* **AUFGABEN**:
1. Passen die Aussagen (a), (b) und (c) zum Text über Daimler? Antworte jeweils mit Ja oder Nein und zitiere die entscheidenden Worte aus dem Text wörtlich.
(a) In der Branche ist es üblich, Leihwagen zu zerlegen.
(b) Stefan Bratzel ist Professor an der Fachhochschule Bergisch Gladbach.
(c) Ein BMW-Sprecher bestreitet, dass Autos unter Herstellern getauscht werden.
2. Wie heißt laut dem Text über Daimler die extremste Form der Beobachtung?
3. Setze den Text über Daimler nach seinem letzten Satz fort.

* **TEXTAUSZUG**:
-------

Seltsames Gebaren von Daimler
Hört man sich in der Branche um, herrscht allenthalben Kopfschütteln über das zumindest seltsame Daimler-Gebaren. Dass Leihwagen zerlegt werden, ist anscheinend sehr unüblich.
"Dass Autos von Konkurrenzfirmen akribisch untersucht werden, ist an sich nichts Neues", sagt Stefan Bratzel, Professor für Automobilwirtschaft an der Fachhochschule Bergisch Gladbach. Auch, dass sich die Erkenntnisse aus der Konkurrenzbeobachtung im eigenen Produkt später niederschlagen, komme durchaus vor. Früher seien mitunter japanische Hersteller für die extremste Form der Beobachtung, das sogenannte Re-Design, geschmäht worden.
Dass es sinnvoll und wichtig ist, die Produkte der Wettbewerber möglichst genau zu kennen, hätten inzwischen aber alle Hersteller erkannt. "Diese Art von Wissensaustausch wird sogar immer wichtiger", sagt Bratzel. "Deshalb werden unter den deutschen Herstellern Autos zu diesem Zweck oft ausgetauscht, das ist teilweise schon fast institutionalisiert."
Ein BMW-Sprecher bestätigt dies: "Bei derartigen Tauschgeschichten wird vieles auf dem kurzen Dienstweg geklärt." VW Golf gegen Opel Astra, BMW 5er gegen Audi A6 oder Mercedes SLK gegen Porsche Boxster - so ungefähr kann man sich das vorstellen, wenn sich das Testwagen-Tauschkarussell dreht.

-------

* **DATEN ZUR PRÜFUNG**:

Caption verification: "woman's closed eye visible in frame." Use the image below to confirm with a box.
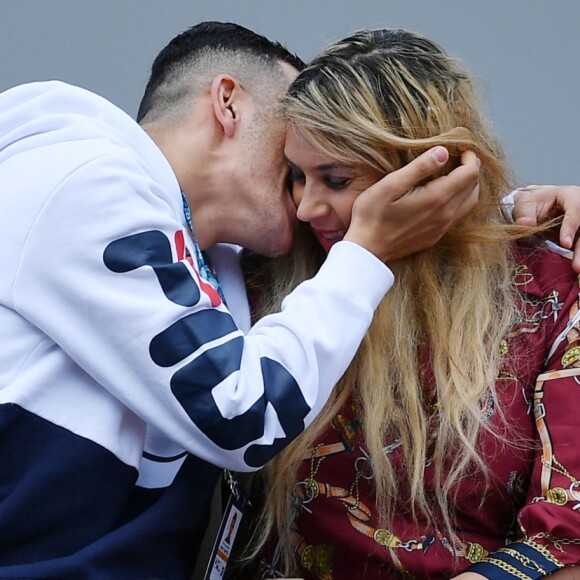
[323,175,352,189]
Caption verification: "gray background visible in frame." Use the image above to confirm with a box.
[0,0,580,185]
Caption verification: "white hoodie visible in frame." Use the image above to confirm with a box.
[0,82,392,578]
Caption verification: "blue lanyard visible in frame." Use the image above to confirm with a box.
[181,191,226,304]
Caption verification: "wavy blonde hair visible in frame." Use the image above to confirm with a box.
[247,29,548,562]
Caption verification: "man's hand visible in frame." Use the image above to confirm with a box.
[513,185,580,273]
[344,147,480,262]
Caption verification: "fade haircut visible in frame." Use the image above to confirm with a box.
[137,21,304,123]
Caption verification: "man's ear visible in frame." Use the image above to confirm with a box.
[211,75,242,137]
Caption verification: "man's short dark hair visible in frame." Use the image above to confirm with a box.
[137,21,304,122]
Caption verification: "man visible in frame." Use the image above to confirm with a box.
[0,23,478,579]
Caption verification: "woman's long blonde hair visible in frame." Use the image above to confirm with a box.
[248,29,544,572]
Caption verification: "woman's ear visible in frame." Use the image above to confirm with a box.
[211,75,241,137]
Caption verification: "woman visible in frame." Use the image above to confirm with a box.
[242,30,580,580]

-------

* **LÖSUNGEN**:
1.
(a) Nein: „Dass Leihwagen zerlegt werden, ist anscheinend sehr unüblich.“
(b) Ja: „Professor für Automobilwirtschaft an der Fachhochschule Bergisch Gladbach“
(c) Nein: „Ein BMW-Sprecher bestätigt dies“

2. Das sogenannte Re-Design.

3.
Materialtest unterm Elektronenmikroskop
Nach Auskunft von diversen Herstellern ergibt sich folgendes Bild: Ja, es werden durchaus Autos zu Testzwecken getauscht - allerdings komme es im Einzelfall immer auf ein "gutes Vertrauensverhältnis" an. Wo die Zuneigung nicht ganz so groß ist, kaufen die Firmen die Autos, die sie interessieren; und zwar mit exakt der Motorisierung und Ausstattung, die unter die Lupe genommen werden soll. Dann spielt es keine Rolle mehr, wie stark diese Wagen auf Teststrecken geschunden, wie lange in Kältekammern geparkt oder ob sie total zerlegt werden.
"Manchmal kommen einzelne Blechteile sogar unters Rasterelektronenmikroskop, um das Material genau zu analysieren", sagt ein Mitarbeiter eines großen deutschen Herstellers, der anonym bleiben möchte.
Einzelne Blechqualitäten, die Konstruktion von Radaufhängungen, das Material in der Armaturentafel - all diese kleinen Geheimnisse jedes einzelnen Herstellers sind, wenn man das Produkt erst einmal in Händen hat, leicht herauszukriegen. Schwieriger wird es beim Thema Elektronik. "Welche Programme auf den Prozessoren laufen, an dieses Wissen kommt man von außen nicht heran", sagt ein Industrie-Insider.
Leihwagen kommen zum Beispiel bei Designvergleichen zum Einsatz
Tatsächlich kommen manchmal auch Leihwagen zum Einsatz: Wenn die zur "Wettbewerbsbeurteilung" benötigten Autos nicht mehr als bei Mietwagen ohnehin üblich beansprucht werden, dann nutzen die Hersteller durchaus auch das Angebot von Autovermietern. "Zum Beispiel für Akustiktests oder bei Veranstaltungen für Vertriebsmitarbeiter, damit die auch die Konkurrenzmodelle kennenlernen", sagt ein Unternehmenssprecher. Auch bei sogenannten Car-Clinics kommen Leihfahrzeuge zum Einsatz: Etwa wenn ein Autohersteller mittels einer Gruppe Testpersonen ermitteln möchte, wie das Design eines neuen Modells im Vergleich zu den direkten Konkurrenten beurteilt wird.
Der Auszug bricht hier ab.